_Task data_:

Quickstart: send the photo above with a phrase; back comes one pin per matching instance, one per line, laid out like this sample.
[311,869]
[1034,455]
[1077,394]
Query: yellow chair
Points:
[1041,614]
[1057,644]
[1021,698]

_Instructions to follow_:
Reproduce every line of the entries above, requests included, but shift each coordinate in the answer points by -54.

_Final answer_:
Quickstart: send the photo above with a phrase; back comes one pin per matching instance, one per line, laid out like this sample.
[311,869]
[1034,455]
[1077,394]
Query: yellow chair
Points:
[987,560]
[1003,590]
[967,644]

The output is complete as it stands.